* _Data shown_
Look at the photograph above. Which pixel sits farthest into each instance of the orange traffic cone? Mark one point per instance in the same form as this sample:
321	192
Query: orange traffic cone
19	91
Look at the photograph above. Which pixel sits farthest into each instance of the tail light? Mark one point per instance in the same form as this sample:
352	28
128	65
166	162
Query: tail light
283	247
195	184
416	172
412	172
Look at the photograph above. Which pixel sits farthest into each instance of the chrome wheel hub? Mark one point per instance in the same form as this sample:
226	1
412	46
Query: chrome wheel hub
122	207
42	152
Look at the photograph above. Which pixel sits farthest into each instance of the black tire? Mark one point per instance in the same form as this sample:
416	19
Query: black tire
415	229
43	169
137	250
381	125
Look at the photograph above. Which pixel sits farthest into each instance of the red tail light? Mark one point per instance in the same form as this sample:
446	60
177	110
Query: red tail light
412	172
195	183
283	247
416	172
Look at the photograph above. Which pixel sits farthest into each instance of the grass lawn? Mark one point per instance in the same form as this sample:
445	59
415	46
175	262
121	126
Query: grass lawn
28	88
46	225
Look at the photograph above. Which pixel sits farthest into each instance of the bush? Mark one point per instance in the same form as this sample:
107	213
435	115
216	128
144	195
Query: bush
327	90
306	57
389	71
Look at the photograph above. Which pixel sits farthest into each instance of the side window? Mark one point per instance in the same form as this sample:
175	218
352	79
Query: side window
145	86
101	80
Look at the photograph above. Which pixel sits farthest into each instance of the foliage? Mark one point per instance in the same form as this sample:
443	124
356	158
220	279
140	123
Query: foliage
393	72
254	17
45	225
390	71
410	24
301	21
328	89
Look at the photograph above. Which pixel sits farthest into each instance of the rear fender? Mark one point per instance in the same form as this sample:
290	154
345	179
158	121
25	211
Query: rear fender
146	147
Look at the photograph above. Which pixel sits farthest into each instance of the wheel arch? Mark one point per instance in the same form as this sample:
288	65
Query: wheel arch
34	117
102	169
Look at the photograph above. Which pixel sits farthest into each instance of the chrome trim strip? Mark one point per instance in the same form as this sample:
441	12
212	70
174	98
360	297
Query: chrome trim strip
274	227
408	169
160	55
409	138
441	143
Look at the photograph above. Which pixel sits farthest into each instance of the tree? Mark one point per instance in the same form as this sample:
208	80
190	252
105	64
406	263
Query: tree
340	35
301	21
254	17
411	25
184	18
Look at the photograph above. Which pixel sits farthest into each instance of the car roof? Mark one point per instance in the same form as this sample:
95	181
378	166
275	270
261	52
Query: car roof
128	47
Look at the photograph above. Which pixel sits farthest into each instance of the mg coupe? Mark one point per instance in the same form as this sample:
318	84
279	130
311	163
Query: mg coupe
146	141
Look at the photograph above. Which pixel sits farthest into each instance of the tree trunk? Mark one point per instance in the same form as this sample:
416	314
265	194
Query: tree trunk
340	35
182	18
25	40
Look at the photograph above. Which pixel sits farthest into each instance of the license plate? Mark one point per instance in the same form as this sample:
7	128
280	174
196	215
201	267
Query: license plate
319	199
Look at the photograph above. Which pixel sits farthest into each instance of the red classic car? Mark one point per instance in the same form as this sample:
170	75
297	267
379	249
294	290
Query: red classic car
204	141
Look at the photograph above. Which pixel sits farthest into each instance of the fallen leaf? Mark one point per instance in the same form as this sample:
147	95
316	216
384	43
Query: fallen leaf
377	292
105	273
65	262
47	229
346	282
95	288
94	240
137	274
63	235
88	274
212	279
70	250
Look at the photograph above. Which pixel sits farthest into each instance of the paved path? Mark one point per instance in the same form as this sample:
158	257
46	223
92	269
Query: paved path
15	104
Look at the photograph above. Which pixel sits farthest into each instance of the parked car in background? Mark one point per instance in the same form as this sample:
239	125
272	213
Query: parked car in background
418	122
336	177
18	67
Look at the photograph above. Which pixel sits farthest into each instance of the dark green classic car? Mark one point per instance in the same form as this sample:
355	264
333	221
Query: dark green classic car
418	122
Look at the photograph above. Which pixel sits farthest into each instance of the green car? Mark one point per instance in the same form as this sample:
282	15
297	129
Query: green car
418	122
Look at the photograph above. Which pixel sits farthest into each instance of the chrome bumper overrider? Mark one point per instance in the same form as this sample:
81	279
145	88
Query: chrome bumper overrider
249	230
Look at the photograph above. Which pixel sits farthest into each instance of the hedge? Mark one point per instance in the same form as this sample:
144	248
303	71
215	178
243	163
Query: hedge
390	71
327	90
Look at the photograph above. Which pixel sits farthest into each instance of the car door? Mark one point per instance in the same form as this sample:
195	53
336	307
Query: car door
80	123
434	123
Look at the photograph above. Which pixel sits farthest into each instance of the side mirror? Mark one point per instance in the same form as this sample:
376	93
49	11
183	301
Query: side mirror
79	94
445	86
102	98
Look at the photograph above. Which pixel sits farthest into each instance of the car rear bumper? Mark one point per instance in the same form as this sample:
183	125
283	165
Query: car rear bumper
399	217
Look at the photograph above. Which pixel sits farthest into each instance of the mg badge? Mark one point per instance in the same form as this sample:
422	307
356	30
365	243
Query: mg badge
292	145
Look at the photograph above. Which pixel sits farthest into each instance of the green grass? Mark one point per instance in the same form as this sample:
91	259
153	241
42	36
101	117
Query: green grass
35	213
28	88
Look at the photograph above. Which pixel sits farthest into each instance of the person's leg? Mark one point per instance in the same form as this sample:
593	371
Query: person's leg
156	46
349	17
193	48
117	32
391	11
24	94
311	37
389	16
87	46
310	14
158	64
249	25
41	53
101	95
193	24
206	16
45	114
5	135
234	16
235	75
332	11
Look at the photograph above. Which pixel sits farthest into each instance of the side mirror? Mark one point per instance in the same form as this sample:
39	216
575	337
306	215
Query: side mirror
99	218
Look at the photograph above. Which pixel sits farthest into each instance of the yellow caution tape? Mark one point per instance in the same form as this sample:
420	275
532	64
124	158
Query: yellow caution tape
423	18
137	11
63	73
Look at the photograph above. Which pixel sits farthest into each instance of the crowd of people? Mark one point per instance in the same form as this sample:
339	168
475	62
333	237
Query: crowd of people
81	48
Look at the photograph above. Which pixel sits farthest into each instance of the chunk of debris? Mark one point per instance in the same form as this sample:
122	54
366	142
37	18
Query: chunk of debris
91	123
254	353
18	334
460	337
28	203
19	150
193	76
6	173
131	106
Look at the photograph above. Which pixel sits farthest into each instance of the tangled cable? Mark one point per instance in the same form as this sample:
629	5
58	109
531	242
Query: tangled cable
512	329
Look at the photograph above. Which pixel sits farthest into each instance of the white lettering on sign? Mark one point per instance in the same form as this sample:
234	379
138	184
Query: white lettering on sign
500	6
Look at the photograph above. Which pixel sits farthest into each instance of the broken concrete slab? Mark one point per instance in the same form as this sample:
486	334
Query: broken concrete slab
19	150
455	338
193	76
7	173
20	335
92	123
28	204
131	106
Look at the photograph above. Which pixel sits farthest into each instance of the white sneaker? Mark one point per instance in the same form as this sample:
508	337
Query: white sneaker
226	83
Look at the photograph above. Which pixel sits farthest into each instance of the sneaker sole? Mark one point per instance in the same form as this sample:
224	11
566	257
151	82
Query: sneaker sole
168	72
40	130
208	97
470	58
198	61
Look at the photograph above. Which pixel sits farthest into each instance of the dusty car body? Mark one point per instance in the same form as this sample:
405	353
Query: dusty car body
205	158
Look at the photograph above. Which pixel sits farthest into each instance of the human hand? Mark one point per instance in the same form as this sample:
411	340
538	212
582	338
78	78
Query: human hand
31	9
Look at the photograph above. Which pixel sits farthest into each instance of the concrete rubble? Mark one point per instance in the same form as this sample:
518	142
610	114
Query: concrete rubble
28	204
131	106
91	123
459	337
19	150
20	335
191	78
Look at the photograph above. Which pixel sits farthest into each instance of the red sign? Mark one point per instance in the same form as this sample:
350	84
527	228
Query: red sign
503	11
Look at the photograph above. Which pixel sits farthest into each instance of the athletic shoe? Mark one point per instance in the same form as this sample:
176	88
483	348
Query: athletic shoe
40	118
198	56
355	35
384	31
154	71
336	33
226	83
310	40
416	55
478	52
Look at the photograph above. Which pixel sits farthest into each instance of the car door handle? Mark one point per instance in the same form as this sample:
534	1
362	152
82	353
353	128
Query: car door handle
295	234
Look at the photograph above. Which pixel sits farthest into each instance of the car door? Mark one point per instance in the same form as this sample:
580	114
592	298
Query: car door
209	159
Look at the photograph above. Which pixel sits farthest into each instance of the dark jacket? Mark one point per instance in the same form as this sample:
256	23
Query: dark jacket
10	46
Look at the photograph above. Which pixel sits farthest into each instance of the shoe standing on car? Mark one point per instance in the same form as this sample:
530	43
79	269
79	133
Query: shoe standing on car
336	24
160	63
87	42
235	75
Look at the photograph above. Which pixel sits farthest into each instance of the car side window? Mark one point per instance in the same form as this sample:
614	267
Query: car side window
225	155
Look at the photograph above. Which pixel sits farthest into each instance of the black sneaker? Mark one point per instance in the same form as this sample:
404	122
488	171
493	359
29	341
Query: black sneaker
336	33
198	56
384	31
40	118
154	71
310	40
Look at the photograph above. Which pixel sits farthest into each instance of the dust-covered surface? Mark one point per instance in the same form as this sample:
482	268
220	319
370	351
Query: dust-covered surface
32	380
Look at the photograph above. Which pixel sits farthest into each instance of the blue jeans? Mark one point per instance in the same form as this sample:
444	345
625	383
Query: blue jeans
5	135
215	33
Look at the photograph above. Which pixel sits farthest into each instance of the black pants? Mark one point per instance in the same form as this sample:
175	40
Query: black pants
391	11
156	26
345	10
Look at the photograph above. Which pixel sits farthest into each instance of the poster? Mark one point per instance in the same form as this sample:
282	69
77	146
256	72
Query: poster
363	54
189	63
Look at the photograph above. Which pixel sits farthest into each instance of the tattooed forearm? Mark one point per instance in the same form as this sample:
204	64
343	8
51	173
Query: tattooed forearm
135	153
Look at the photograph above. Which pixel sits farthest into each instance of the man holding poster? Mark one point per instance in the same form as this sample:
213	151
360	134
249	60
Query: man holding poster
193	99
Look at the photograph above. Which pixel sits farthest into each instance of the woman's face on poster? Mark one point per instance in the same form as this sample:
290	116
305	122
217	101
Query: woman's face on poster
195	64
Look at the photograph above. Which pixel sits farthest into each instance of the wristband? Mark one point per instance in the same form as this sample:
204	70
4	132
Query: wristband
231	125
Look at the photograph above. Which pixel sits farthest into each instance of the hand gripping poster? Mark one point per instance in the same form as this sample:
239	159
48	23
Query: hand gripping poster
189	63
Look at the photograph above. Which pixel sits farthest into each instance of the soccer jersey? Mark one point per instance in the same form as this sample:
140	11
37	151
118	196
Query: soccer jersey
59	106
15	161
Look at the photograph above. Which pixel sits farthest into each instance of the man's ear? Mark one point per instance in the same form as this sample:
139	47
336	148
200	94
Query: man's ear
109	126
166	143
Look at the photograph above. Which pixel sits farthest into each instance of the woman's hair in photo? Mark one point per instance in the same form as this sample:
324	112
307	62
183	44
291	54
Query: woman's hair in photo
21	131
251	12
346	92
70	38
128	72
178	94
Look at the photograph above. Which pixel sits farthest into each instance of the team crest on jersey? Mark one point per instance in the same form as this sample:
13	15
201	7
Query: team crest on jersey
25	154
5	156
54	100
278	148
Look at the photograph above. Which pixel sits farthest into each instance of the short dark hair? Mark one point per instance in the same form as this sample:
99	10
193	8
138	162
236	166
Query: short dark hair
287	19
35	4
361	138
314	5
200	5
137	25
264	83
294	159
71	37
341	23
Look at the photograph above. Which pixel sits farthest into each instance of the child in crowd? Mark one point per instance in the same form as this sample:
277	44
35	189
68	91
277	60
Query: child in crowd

* _Task details_
Print the lines of the listing without any change, starting with the line that has "of the short" and going on through the last line of the listing.

* _Reply_
Look at the photograph above. Which pixel sits farthest into each instance of the short dark hair? Mark one point per instance in the same form as this sample:
99	10
193	8
138	162
236	166
Query: short dark hair
287	19
35	4
361	138
314	5
200	5
137	25
264	83
294	159
71	37
341	23
Look at the photograph above. Which pixel sits farthest into each instance of the child in crowd? Mark one point per instance in the same form as this sample:
277	44
35	189
68	91
277	60
Query: child in crowd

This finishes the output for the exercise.